▸ Page excerpt

In fact, no such book exists. Or, one might better say, it is a pseudepigraph. Interested readers may obtain a copy of the text for themselves, but its origin is considerably more recent than that claimed for it by Madame Blavatsky. DeCamp points out the dependence of part of Dzyan on the Rig Veda's "Hymn of Creation" (Lost Continents, p. 60). Rene Guenon traces it to fragments of the Kanjur and Tanjur texts of Tibet (Robert S. Ellwood, Jr., Religious and Spiritual Groups in Modern America, p. 129). Finally, Gershorn G. Scholem makes a good case for the origin of Dzyan being an Aramaic kabbalistic text, the Sifra Di-Tseniutha, to which Blavatsky actually referred, transliterating its title as "Sifra Dzeniuta", a form even closer to "Dzyan" (Major Trends in Jewish Mysticism, pp. 398-399).

▸ Prompt
According to the Dzyan passage, why is Scholem's view that Dzyan came from the Sifra Di-Tseniutha a strong one? Explain in one to three sentences.

▸ Region annotation lines
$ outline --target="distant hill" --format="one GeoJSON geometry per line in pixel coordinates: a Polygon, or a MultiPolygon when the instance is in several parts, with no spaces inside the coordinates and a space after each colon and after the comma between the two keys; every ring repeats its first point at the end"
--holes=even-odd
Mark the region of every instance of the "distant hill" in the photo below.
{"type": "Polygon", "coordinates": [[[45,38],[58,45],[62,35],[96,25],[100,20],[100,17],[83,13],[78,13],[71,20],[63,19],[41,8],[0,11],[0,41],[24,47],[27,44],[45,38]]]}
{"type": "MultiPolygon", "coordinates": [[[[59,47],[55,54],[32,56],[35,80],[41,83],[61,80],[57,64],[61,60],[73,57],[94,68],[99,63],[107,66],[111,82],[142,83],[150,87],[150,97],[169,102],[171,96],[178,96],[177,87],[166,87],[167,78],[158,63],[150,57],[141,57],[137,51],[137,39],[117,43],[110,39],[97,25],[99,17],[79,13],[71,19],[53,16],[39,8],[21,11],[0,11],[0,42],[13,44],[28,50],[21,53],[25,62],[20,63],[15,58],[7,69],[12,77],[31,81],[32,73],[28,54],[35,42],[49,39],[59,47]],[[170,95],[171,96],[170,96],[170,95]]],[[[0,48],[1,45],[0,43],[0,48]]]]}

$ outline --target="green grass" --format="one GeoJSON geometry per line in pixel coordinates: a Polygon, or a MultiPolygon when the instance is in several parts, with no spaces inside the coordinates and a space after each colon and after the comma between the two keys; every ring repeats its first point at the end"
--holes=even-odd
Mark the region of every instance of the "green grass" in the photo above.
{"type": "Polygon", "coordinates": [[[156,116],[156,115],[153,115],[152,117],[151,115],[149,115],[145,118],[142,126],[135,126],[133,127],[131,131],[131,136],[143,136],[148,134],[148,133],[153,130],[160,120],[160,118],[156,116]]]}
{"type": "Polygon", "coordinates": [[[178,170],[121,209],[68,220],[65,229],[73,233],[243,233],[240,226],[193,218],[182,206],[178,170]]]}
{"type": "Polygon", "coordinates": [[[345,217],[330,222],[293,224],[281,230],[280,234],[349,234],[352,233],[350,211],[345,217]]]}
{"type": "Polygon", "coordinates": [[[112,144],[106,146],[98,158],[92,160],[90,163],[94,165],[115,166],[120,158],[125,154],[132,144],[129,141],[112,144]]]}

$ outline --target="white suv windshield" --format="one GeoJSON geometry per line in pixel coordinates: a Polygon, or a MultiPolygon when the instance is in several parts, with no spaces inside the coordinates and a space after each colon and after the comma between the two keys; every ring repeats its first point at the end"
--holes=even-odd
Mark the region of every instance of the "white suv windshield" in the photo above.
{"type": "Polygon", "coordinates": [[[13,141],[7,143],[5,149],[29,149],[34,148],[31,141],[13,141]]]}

▸ Output
Blavatsky herself referred to the Sifra Di-Tseniutha, an Aramaic kabbalistic text. She transliterated its title as "Sifra Dzeniuta," a form even closer to "Dzyan."